SET TASK: Copy the rows below word for word, starting at the line containing "task | place a point on the white bunny" and ending at the line containing "x=489, y=73", both lines included.

-- PROVIDED RECORDS start --

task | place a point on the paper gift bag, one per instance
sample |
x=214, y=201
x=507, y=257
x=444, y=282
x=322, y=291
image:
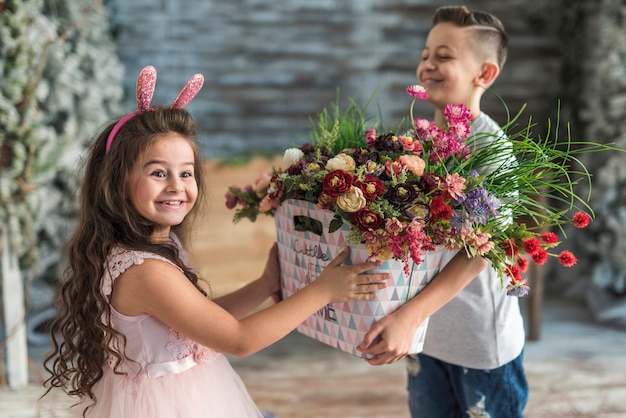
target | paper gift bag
x=304, y=254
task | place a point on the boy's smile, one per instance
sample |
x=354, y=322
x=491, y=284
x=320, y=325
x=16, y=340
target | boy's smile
x=449, y=68
x=162, y=184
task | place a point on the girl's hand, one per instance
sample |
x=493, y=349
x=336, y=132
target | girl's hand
x=346, y=283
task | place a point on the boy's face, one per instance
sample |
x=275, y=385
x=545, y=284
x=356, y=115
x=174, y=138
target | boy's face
x=449, y=68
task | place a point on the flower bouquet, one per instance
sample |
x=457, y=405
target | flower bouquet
x=405, y=197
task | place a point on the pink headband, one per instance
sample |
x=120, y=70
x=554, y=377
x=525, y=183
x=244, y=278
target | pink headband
x=145, y=89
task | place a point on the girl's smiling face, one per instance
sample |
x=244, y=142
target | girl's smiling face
x=162, y=184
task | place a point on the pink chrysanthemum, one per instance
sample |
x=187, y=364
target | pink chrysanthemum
x=549, y=238
x=531, y=246
x=581, y=220
x=540, y=257
x=417, y=91
x=522, y=263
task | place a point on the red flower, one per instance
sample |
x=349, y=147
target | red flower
x=510, y=248
x=366, y=220
x=567, y=259
x=371, y=187
x=580, y=220
x=549, y=238
x=514, y=272
x=439, y=209
x=394, y=167
x=336, y=183
x=540, y=256
x=531, y=246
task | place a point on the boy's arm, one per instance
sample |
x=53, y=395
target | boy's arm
x=389, y=339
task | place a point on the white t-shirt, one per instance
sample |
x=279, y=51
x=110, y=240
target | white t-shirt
x=482, y=327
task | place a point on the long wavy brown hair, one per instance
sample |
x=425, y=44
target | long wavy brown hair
x=81, y=333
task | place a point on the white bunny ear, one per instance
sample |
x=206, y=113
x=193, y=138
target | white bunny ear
x=146, y=81
x=188, y=92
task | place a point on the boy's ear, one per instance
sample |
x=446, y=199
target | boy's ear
x=489, y=73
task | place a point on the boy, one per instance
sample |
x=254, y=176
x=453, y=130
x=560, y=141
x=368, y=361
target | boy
x=471, y=364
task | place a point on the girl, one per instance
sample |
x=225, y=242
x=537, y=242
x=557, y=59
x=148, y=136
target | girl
x=136, y=335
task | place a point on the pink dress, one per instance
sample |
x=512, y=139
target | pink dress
x=173, y=376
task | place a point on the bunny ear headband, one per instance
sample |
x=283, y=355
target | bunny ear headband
x=145, y=89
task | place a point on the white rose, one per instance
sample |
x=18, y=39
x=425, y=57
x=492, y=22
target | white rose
x=352, y=201
x=341, y=162
x=292, y=156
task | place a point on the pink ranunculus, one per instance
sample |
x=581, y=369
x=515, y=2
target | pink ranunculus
x=262, y=182
x=265, y=204
x=415, y=164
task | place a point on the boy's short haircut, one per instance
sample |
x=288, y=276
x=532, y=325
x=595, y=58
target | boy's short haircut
x=489, y=30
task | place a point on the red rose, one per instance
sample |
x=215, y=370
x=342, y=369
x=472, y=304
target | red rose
x=540, y=257
x=532, y=246
x=336, y=183
x=440, y=209
x=371, y=187
x=367, y=220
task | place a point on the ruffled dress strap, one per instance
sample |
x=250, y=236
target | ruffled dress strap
x=121, y=259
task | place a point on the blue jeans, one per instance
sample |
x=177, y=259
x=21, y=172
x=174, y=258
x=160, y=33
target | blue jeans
x=441, y=390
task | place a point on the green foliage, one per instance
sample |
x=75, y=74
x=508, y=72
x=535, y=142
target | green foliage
x=339, y=127
x=60, y=80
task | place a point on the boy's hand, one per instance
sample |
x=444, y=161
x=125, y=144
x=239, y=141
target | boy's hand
x=389, y=340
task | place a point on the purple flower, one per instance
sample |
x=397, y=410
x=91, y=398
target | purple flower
x=401, y=194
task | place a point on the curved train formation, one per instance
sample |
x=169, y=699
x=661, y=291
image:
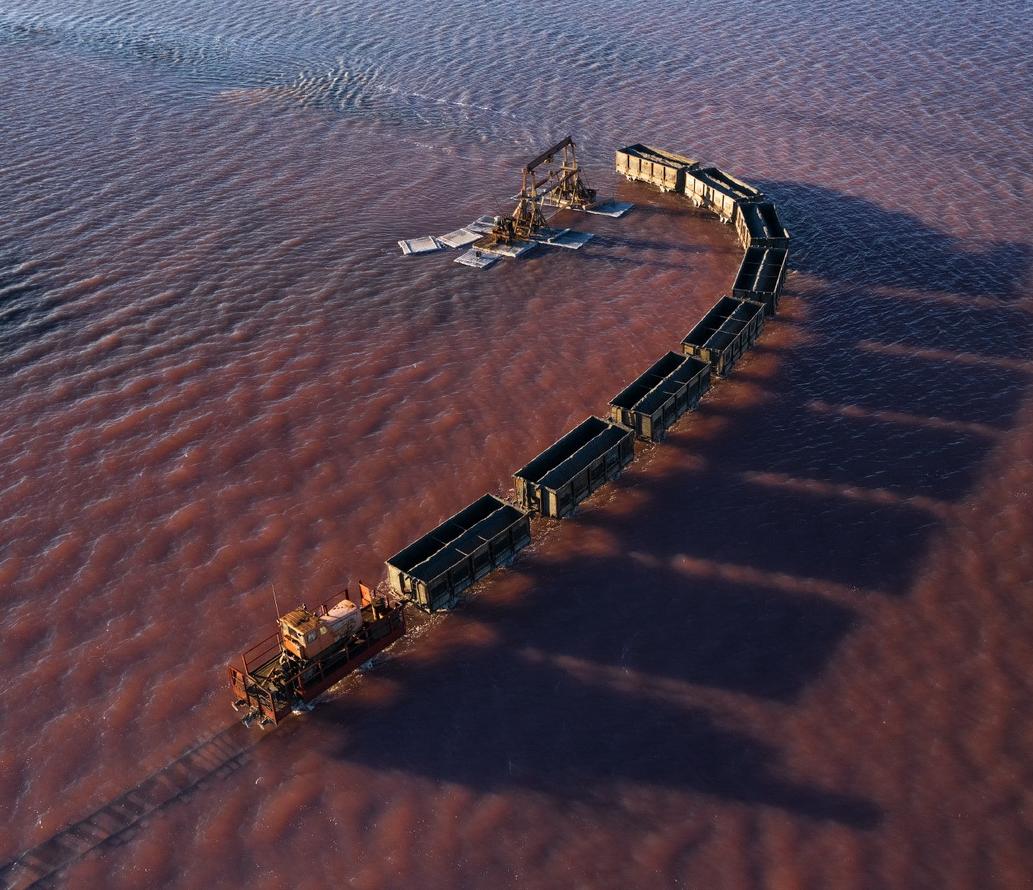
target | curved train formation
x=313, y=649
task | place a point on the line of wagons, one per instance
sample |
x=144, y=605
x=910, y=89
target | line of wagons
x=434, y=571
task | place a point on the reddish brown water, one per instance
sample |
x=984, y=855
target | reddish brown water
x=790, y=648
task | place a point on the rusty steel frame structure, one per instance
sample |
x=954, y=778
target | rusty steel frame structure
x=560, y=187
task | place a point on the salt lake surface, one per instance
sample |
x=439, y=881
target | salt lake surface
x=791, y=646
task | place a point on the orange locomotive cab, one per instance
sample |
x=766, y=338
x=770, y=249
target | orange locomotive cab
x=306, y=634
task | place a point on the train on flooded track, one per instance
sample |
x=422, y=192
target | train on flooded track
x=313, y=649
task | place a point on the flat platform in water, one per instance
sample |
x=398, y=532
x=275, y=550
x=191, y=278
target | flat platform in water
x=609, y=209
x=477, y=258
x=428, y=244
x=459, y=237
x=513, y=249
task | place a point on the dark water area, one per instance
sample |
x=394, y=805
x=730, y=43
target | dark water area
x=790, y=647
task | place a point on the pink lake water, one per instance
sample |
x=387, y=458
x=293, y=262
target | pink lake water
x=789, y=648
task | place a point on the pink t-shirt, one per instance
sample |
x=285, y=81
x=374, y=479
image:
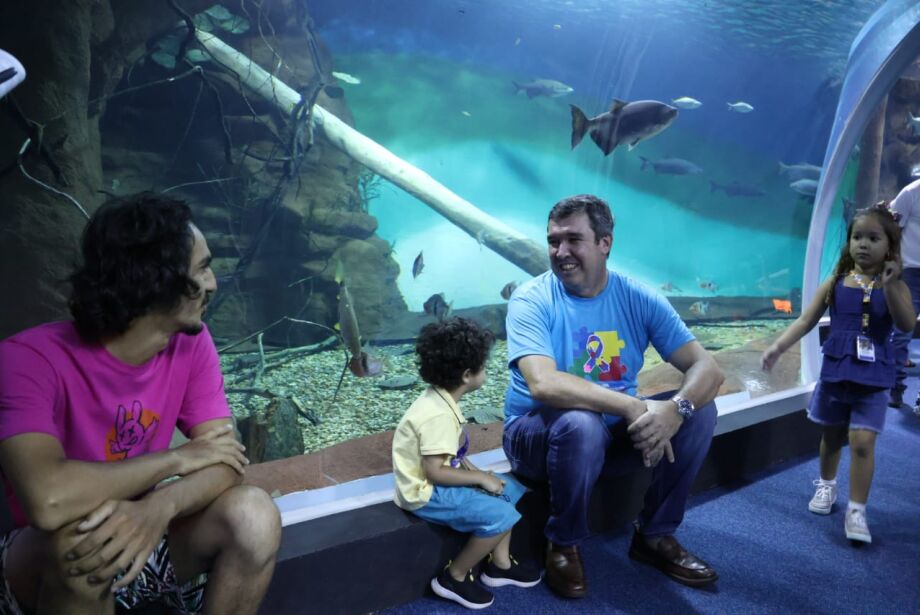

-- PROVIDED RECORDS end --

EXERCISE RESPONSE:
task | place a point on the white bunny ear, one per instance
sample |
x=206, y=113
x=193, y=138
target | white bunny ear
x=146, y=81
x=188, y=92
task | place a point on the boy's ear, one per instance
sample |
x=446, y=199
target | boy's ear
x=489, y=73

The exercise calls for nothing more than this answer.